§ **Exercise**
Output only the span of lines that begins at the line containing "of the blonde" and ends at the last line of the data, both included, exactly as they appear.

━━━━━ Excerpted data ━━━━━

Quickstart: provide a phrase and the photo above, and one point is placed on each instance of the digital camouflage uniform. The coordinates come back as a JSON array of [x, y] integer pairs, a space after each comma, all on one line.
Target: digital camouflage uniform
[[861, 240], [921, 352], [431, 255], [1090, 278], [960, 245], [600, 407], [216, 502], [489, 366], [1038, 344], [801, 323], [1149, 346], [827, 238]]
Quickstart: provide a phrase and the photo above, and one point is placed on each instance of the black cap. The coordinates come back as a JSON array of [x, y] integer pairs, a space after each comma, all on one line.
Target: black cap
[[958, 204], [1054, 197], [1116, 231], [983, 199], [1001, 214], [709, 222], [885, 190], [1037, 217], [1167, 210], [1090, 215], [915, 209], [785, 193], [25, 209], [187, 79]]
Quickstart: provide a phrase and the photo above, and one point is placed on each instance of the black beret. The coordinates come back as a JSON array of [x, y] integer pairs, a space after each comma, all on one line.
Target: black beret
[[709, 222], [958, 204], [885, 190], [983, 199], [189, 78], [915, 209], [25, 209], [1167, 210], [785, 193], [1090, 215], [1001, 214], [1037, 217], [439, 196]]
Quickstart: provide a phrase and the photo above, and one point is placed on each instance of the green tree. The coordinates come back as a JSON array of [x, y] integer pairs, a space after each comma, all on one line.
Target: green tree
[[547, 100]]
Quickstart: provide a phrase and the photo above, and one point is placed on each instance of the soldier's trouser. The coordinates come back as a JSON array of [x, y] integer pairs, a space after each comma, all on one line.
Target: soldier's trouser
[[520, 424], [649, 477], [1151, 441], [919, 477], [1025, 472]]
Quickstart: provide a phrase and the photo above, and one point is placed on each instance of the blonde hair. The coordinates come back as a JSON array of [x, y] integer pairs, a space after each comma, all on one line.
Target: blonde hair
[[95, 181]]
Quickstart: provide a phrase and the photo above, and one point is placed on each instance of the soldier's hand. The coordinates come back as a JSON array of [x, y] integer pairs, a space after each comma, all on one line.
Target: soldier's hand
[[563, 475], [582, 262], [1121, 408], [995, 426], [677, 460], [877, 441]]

━━━━━

§ **The reply**
Quickstart: provide a phrase and the photo above, and one point is placed on each instance of the blonde hair. The coordinates come back as a JSON array of [x, y] integer pairs, a space after each comma, all on one line.
Target: blonde hair
[[95, 181]]
Quickstart: provide a phrase and the photo above, and one point is placed on each instance of the soldier's hand. The coordinates come back as a JSON array of [x, y] integer pairs, a space after each comma, all on one line.
Target: soldier's hand
[[563, 475], [582, 262], [1121, 408], [995, 426], [677, 460], [877, 441]]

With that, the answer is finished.